◆ **WHAT TO WORK ON**:
1. Using the article on bad CV axle symptoms, decide whether each statement agrees with it: (a) the clicking sound is most noticeable during sharp or fast turns; (b) the clunking sound comes from the outer CV joint assembly; (c) the clicking sound is heard from the side of the vehicle with the faulty CV shaft. For each, answer yes or no and quote the words of the article that decide it.
2. Translate this sentence from the article on bad CV axle symptoms into Spanish: "You’ll hear the unusual clicking sound from the side of the vehicle with the faulty CV shaft."
3. Continue the article on bad CV axle symptoms from the point where it stops.

There are quite a few things that can go wrong with the constant velocity (CV) axle assembly. Leaking grease and normal wear can cause its parts to deteriorate. How will you know if your vehicle’s CV assembly is failing? Below is a list of bad CV axle symptoms and other important information on the assembly.
How to Tell if Your CV Axle is Bad
Here are some of the signs that may point to a bad CV axle shaft:
Clicking sound when turning
When the CV axle gets worn down due to constant use, it can loosen the joints. As the outer joints become unstable, they may produce a distinct sound that some people describe as a click or a pop. This sound is most noticeable when you make sharp or fast turns while driving around corners.
You’ll hear the unusual clicking sound from the side of the vehicle with the faulty CV shaft.
Clunking sound when decelerating or accelerating
You may also hear unusual clunking or knocking sounds from the inner CV joint assembly when you decelerate or accelerate.
The sound may also come from an entirely different source, but hearing it should be a cause for concern.

◆ **INPUT DATA**:
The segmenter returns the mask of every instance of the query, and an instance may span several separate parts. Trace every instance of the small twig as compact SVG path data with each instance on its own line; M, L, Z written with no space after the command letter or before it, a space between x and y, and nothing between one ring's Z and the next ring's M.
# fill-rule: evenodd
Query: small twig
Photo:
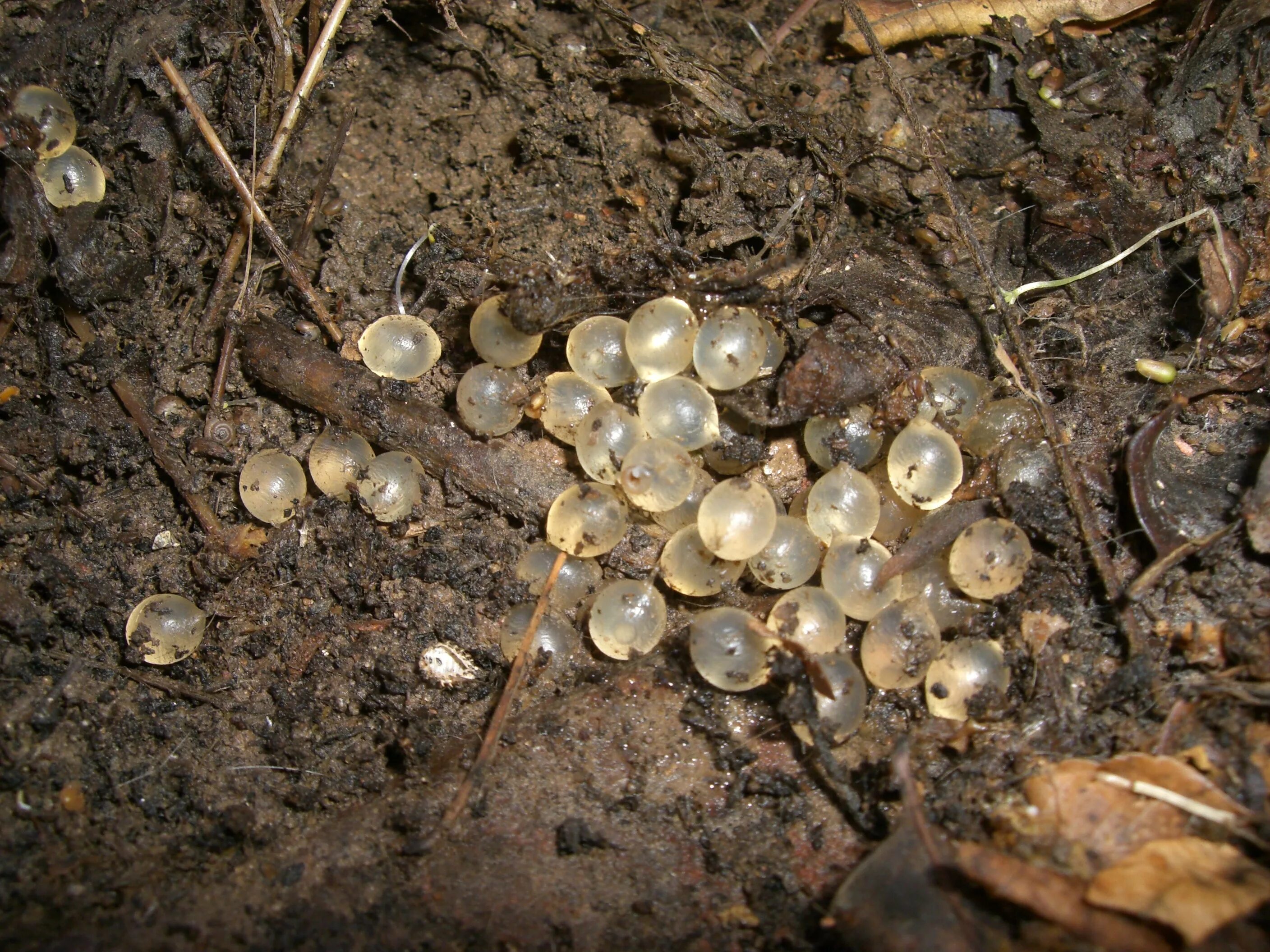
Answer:
M467 770L467 776L464 777L458 784L458 790L455 791L455 798L446 807L446 814L441 817L441 830L448 830L455 825L458 814L467 806L467 800L471 797L472 788L476 786L481 770L494 759L494 753L498 749L498 739L503 736L503 725L507 722L508 711L512 710L512 698L516 697L516 692L521 687L521 678L525 675L530 647L533 645L533 637L538 633L538 625L542 622L542 616L547 613L551 589L555 588L555 580L560 575L560 569L564 567L565 557L564 552L556 555L555 562L551 564L551 571L547 572L546 581L542 583L542 594L538 595L538 603L533 607L533 614L530 617L530 625L525 630L525 637L521 638L521 649L516 652L516 660L512 661L512 673L507 675L507 684L503 685L503 696L498 699L494 716L489 720L489 727L485 730L485 739L481 741L480 753L476 754L471 769Z
M190 94L189 86L185 85L185 80L173 65L171 60L160 57L159 65L163 67L164 75L168 77L171 88L177 91L177 95L180 96L185 109L188 109L189 114L194 118L194 124L197 124L198 131L203 133L207 146L212 150L212 154L216 156L217 161L220 161L221 168L225 169L225 173L230 176L230 180L234 183L234 188L239 193L239 198L243 201L243 204L250 209L253 217L255 218L255 223L260 227L260 231L264 232L265 239L268 239L269 245L273 248L273 253L278 256L278 260L282 261L282 267L286 269L287 277L291 278L291 283L295 284L296 289L304 296L309 307L312 308L314 315L318 317L318 322L325 327L330 339L337 344L342 343L344 340L344 335L340 334L339 327L337 327L335 322L330 319L330 312L326 311L326 306L318 297L312 284L309 283L309 278L305 277L302 270L300 270L300 265L297 265L295 258L291 256L286 244L283 244L278 232L274 230L273 223L269 221L269 217L264 213L264 209L257 204L255 198L251 195L251 189L248 188L248 184L243 180L243 176L234 165L234 160L230 159L230 154L225 151L225 146L221 143L221 137L216 135L216 129L212 128L212 123L207 121L202 108L197 102L194 102L194 96Z
M330 48L335 33L339 32L339 27L344 22L344 14L348 13L352 3L353 0L335 0L330 8L330 15L326 17L326 23L323 24L321 33L318 34L316 42L311 43L309 60L305 62L305 69L296 81L296 88L291 91L291 100L287 103L287 108L278 121L278 128L273 133L273 141L269 143L269 151L260 164L255 182L251 183L258 193L268 192L269 185L273 184L273 176L277 175L278 166L282 165L282 155L287 151L291 135L300 123L300 107L304 105L305 100L309 99L309 94L312 93L314 86L318 85L321 66L326 60L326 51ZM314 29L312 24L318 17L318 6L314 3L309 8L310 32ZM225 291L234 279L234 272L237 270L237 263L243 258L243 249L246 246L249 221L250 215L243 213L239 216L237 227L230 237L229 246L225 249L225 256L221 258L221 267L216 273L216 281L212 284L212 291L207 296L207 305L203 308L204 327L212 325L220 315Z
M349 107L344 113L344 121L339 124L339 132L335 133L335 143L330 147L330 155L326 156L326 166L318 176L318 188L314 189L314 197L309 201L309 211L305 212L305 220L296 234L291 236L291 254L296 258L305 256L305 248L309 244L314 218L318 217L318 209L321 208L321 202L326 197L326 189L330 188L330 176L335 171L337 162L339 162L339 154L344 149L344 140L348 138L348 128L353 124L354 118L357 118L356 105Z
M150 444L150 452L154 453L155 462L163 467L163 471L168 473L171 481L177 485L177 490L180 493L185 504L189 506L190 512L194 513L194 518L198 519L198 524L203 527L203 532L208 534L215 541L221 541L225 537L225 529L221 526L220 518L212 512L212 506L202 494L194 489L194 480L190 476L189 468L185 462L177 456L175 452L168 446L168 442L163 439L154 425L154 418L150 411L141 405L141 400L137 397L137 392L132 386L132 382L127 377L119 377L110 385L110 390L114 395L119 397L119 402L123 404L123 409L128 411L128 416L132 418L133 423L141 430L141 435L146 438Z

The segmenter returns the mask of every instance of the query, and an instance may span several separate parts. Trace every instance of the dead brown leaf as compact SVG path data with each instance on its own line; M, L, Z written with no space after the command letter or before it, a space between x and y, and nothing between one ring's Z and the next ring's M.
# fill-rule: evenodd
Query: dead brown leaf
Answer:
M1085 899L1177 929L1191 944L1270 900L1270 872L1226 843L1148 843L1090 883Z
M860 9L884 47L926 37L974 37L984 32L993 17L1022 17L1034 33L1044 33L1053 20L1059 23L1106 23L1152 5L1152 0L861 0ZM857 53L869 44L851 18L842 42Z

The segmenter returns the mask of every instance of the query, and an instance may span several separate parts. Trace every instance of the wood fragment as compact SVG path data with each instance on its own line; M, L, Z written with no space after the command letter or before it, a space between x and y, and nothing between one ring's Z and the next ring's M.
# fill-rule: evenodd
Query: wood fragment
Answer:
M248 184L243 180L237 168L234 165L234 160L230 159L230 154L225 151L225 146L221 143L221 137L216 135L216 129L212 128L212 123L207 121L202 108L189 91L189 86L185 85L184 77L173 65L171 60L168 60L166 57L159 60L159 66L163 67L164 75L168 77L171 88L177 91L177 95L180 96L180 102L185 105L185 109L189 110L189 114L194 119L194 124L198 126L198 131L203 133L203 138L207 141L208 149L212 150L212 154L221 164L221 168L225 169L225 173L230 176L230 180L234 183L234 189L239 193L239 198L243 201L243 204L250 209L250 213L255 220L255 225L262 232L264 232L264 237L269 241L271 248L273 248L273 253L278 256L278 260L282 261L282 267L287 272L287 277L291 279L291 283L295 284L296 289L304 296L305 302L312 308L314 315L318 317L318 322L326 330L330 339L337 344L343 343L344 335L331 320L330 312L326 310L326 305L324 305L321 298L318 297L318 292L314 291L312 284L309 283L309 278L305 273L300 270L300 265L296 264L296 259L287 250L282 237L273 227L273 222L269 221L264 209L257 203L255 197L251 194L251 189L248 188Z
M479 440L438 406L410 396L277 322L239 327L248 373L371 443L414 454L437 477L508 515L537 523L574 480L503 439Z
M185 500L185 505L194 513L198 524L203 527L203 532L216 542L224 539L225 527L221 524L220 518L212 512L212 506L203 498L203 494L194 489L194 480L189 472L189 467L185 466L185 461L180 458L177 451L168 446L168 440L159 435L159 432L155 429L154 418L142 405L132 381L127 377L119 377L110 383L110 390L114 391L119 402L123 404L123 409L128 411L128 416L137 424L141 435L150 444L150 452L154 453L155 462L159 463L175 484L177 490Z

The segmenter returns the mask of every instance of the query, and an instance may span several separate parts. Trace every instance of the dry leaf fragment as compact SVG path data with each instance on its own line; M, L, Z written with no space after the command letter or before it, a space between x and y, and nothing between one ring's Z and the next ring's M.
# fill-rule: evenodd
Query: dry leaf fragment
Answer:
M1160 839L1095 876L1085 899L1171 925L1195 944L1270 900L1270 872L1226 843Z
M1022 17L1034 33L1044 33L1053 20L1059 23L1106 23L1146 9L1153 0L860 0L860 9L884 47L926 37L975 37L993 17ZM869 44L846 18L842 42L857 53Z

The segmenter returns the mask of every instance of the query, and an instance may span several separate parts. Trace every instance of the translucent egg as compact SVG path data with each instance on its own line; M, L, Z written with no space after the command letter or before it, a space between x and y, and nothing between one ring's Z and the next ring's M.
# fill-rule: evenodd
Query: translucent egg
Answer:
M598 404L612 401L607 390L569 371L550 374L533 399L542 428L570 447L578 442L578 426L583 418Z
M939 652L940 626L921 598L886 605L860 638L860 665L869 683L883 691L921 684Z
M516 371L479 363L458 381L455 405L458 419L479 437L502 437L525 415L530 391Z
M719 414L719 439L701 449L706 466L720 476L739 476L763 461L767 428L747 420L735 410Z
M309 448L309 475L325 495L348 499L349 484L357 485L373 458L371 444L359 435L328 426Z
M961 446L972 456L988 456L1011 439L1041 435L1040 414L1026 397L993 400L970 418L961 430Z
M530 586L531 595L542 594L542 588L546 585L547 575L551 574L551 566L555 565L559 552L559 548L547 542L535 542L525 550L525 555L516 564L516 578ZM552 608L568 612L570 608L577 608L587 595L598 589L603 579L605 572L594 559L569 556L560 566L560 574L556 575L549 602Z
M702 470L700 466L693 467L692 489L688 491L688 498L674 506L674 509L667 509L664 513L653 513L653 522L663 529L669 529L671 532L678 532L686 526L696 526L697 512L701 509L701 500L705 499L706 493L714 487L714 476Z
M547 510L547 542L575 556L603 555L626 534L626 504L602 482L577 482Z
M503 314L503 294L495 294L472 314L469 334L480 359L495 367L519 367L538 352L541 334L522 334Z
M1008 688L1010 668L1001 645L987 638L949 641L926 671L926 710L936 717L964 721L975 694L1005 694Z
M613 486L626 454L644 439L648 430L634 410L612 401L596 404L578 424L578 462L591 479Z
M958 430L983 409L992 392L988 381L960 367L927 367L922 371L922 380L931 409L942 413L944 419Z
M207 612L182 595L151 595L128 614L124 637L149 664L175 664L194 654L207 630Z
M771 377L776 373L777 368L781 366L781 360L785 359L785 338L781 333L772 326L771 321L763 321L763 338L767 341L767 347L763 350L763 366L758 368L759 377Z
M833 689L832 698L827 698L819 691L814 692L815 712L820 718L820 729L829 736L829 743L841 744L864 722L869 688L860 669L846 654L836 651L832 655L820 655L815 660ZM812 744L812 732L805 725L795 724L794 732L804 744Z
M13 96L13 114L30 119L39 129L36 155L55 159L75 142L75 110L66 96L48 86L23 86Z
M371 515L380 522L398 522L423 501L422 475L423 465L409 453L380 453L366 467L366 479L357 484L357 491Z
M867 622L899 598L903 576L890 579L880 590L872 586L889 559L890 552L871 538L839 537L824 553L820 584L848 618Z
M899 597L925 600L940 631L959 628L963 622L988 608L983 602L963 598L952 589L946 552L904 572Z
M803 426L806 454L822 470L847 463L856 470L872 465L881 452L883 437L871 425L872 407L859 404L846 416L813 416Z
M939 509L961 485L961 451L956 440L927 420L912 420L886 454L895 494L918 509Z
M728 583L737 581L744 562L720 559L701 541L696 526L685 526L671 536L658 560L662 579L681 595L718 595Z
M626 354L643 381L673 377L692 363L697 316L686 301L659 297L640 305L626 330Z
M621 579L591 605L591 640L618 661L646 655L664 633L665 599L652 583Z
M36 178L53 208L70 208L105 198L105 173L97 159L79 146L71 146L52 159L36 162Z
M692 344L697 376L714 390L735 390L758 376L767 357L763 321L749 307L720 307Z
M697 673L723 691L749 691L767 683L767 651L776 641L739 608L711 608L692 619L688 655Z
M795 589L815 575L823 551L803 519L777 515L772 537L749 557L749 571L767 588Z
M371 373L391 380L419 380L441 357L441 339L422 317L390 314L362 331L357 349Z
M806 524L824 545L838 536L871 536L880 515L878 487L846 463L818 479L806 496Z
M697 510L697 529L716 556L744 561L772 538L776 503L763 484L733 476L706 493Z
M522 602L507 613L499 631L498 644L503 649L503 658L514 661L521 652L521 642L525 641L525 632L528 631L530 619L536 608L533 602ZM577 654L582 647L582 638L578 632L564 618L547 611L538 621L538 630L533 632L533 641L530 642L530 656L526 660L535 660L540 651L551 655L552 661L564 661Z
M687 377L649 383L638 406L649 435L673 439L685 449L701 449L719 439L719 407L714 397Z
M880 512L878 515L878 528L874 529L874 538L883 545L898 542L926 515L916 505L909 505L895 493L890 485L890 476L886 475L886 463L881 462L865 473L869 481L878 489Z
M847 637L842 608L833 595L815 585L781 595L767 616L767 627L813 655L836 651Z
M618 481L631 505L664 513L688 498L695 470L688 451L674 440L653 437L631 447Z
M949 575L972 598L996 598L1024 581L1031 562L1027 533L1010 519L989 517L968 526L949 550Z
M621 317L599 315L579 322L569 331L564 353L573 372L597 387L620 387L635 380Z
M997 458L997 491L1005 494L1015 482L1044 489L1058 481L1054 451L1044 439L1011 439Z
M248 457L239 473L243 505L271 526L282 526L296 514L306 485L304 468L281 449L264 449Z

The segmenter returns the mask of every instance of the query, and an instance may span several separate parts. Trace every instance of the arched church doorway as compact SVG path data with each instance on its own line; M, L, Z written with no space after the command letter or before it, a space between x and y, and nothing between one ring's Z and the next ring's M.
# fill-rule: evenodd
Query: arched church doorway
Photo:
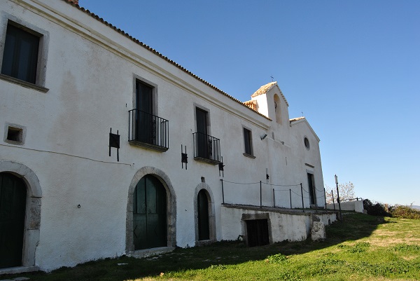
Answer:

◆ **RESPONSES BY ITEM NUMBER**:
1.
(a) Yes: "This sound is most noticeable when you make sharp or fast turns while driving around corners."
(b) No: "You may also hear unusual clunking or knocking sounds from the inner CV joint assembly when you decelerate or accelerate."
(c) Yes: "You’ll hear the unusual clicking sound from the side of the vehicle with the faulty CV shaft."

2. Escuchará el chasquido inusual desde el lado del vehículo que tiene el eje CV defectuoso.

3.
Grease on the underside of the vehicle
The CV boot is what keeps the CV joints lubricated so they can function properly. It’s made of high-quality rubber that doesn’t rupture easily.
However, if the boot gets damaged, the grease inside it will fling onto the underside of the vehicle as the axle turns.
Vibration while driving
A damaged axle shaft or CV joint can affect the balance of the whole assembly as it rotates. When this happens, the shaft may vibrate excessively. These vibrations can intensify as you accelerate .
What Causes a CV Axle to Fail?
CV axles and joints may wear faster than normal if the CV boot is ruptured. When this happens, the joints lose grease and are no longer properly lubricated.
Moisture, water, and other road debris can also get inside the ruptured boot, making the CV joints vulnerable to faster wearing.
The joints will also fail prematurely if they’re put at an extreme angle because the vehicle’s suspension is modified. For example, a lifted truck may go through CV axles quickly.
In other instances, the CV joints may simply wear out over time.
How Long Can You Drive on a Bad CV Axle?
If one of the CV axle joints fails completely, you could lose control of your vehicle. This can lead to horrible accidents that may cost lives, so always be on the lookout for symptoms of a bad CV axle shaft and have your vehicle checked as soon as you detect red flags.
What is a CV Axle?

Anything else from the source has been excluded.